Objective 1: Return every line of the listing below that contains the word "background", treating uppercase and lowercase as different.

>> BEGIN Selection

Holt v. Love

Decision Date20 October 1910
Citation131 S.W. 857
PartiesHOLT v. LOVE et al.<SMALL><SUP>†</SUP></SMALL>
CourtTexas Court of Appeals

Appeal from District Court, Tarrant County; Jas. W. Swayne, Judge.

Action by Emma J. Love and another against W. H. Holt, in which Ella Taylor and another intervened. From a judgment for plaintiffs for a third of the land sued for and in favor of the defendant for the remainder, defendant appeals, and the interveners file cross-assignments of error. Reversed and remanded.

Orrick & Terrell, for appellant. Harris & Harris, for appellees.

HODGES, J.

>> END Selection
>> BEGIN Input for this task

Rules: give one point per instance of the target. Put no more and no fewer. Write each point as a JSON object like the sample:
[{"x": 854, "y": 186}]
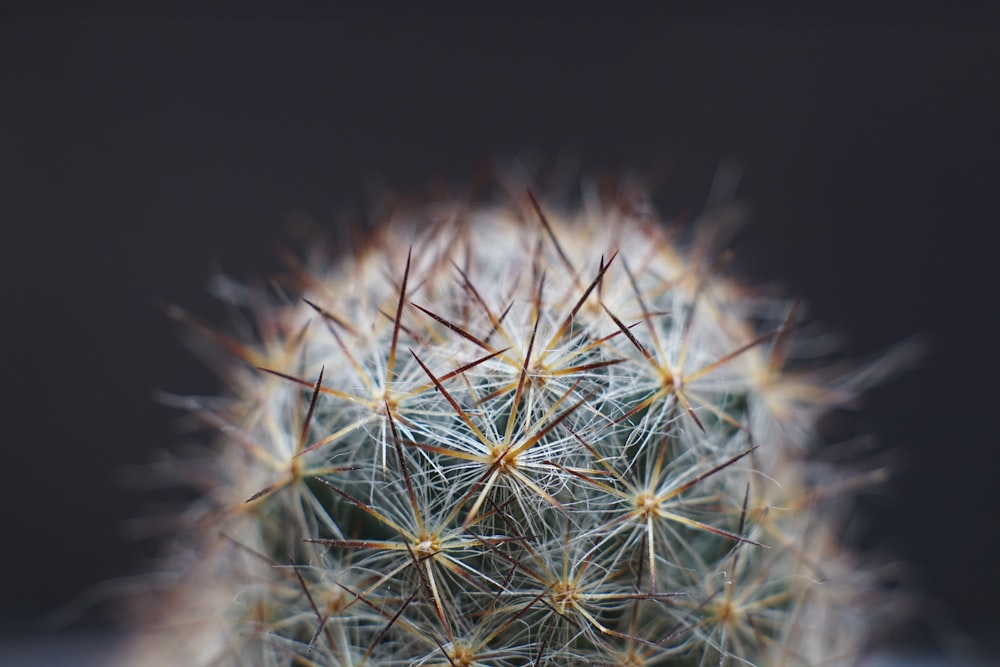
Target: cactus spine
[{"x": 510, "y": 436}]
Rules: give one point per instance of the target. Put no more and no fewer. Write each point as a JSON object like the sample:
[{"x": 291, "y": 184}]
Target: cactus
[{"x": 506, "y": 435}]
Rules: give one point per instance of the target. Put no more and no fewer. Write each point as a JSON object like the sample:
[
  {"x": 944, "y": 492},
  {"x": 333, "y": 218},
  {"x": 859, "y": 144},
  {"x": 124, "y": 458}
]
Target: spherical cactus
[{"x": 509, "y": 435}]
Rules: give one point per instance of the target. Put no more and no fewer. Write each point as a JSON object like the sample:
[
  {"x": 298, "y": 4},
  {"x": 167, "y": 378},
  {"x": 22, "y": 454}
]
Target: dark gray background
[{"x": 137, "y": 153}]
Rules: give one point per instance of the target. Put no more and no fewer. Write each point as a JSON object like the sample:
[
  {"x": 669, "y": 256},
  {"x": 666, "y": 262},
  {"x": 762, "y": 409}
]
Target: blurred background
[{"x": 141, "y": 153}]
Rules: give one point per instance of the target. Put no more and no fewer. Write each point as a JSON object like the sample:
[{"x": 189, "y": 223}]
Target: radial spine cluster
[{"x": 508, "y": 435}]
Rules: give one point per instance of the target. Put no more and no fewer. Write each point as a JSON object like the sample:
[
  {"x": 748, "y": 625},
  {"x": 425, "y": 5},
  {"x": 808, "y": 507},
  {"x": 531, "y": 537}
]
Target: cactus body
[{"x": 509, "y": 436}]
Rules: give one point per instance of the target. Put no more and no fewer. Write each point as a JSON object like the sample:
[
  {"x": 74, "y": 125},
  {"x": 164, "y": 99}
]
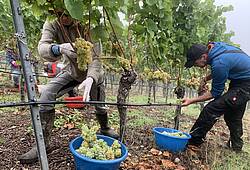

>> END Input for this task

Objective 2: Copy everything in the Holt v. Love case summary from "Appeal from District" down to "Harris, for appellees.".

Expected output 1:
Target: dark gray background
Target: blurred background

Expected output 2:
Appeal from District Court, Tarrant County; Jas. W. Swayne, Judge.

Action by Emma J. Love and another against W. H. Holt, in which Ella Taylor and another intervened. From a judgment for plaintiffs for a third of the land sued for and in favor of the defendant for the remainder, defendant appeals, and the interveners file cross-assignments of error. Reversed and remanded.

Orrick & Terrell, for appellant. Harris & Harris, for appellees.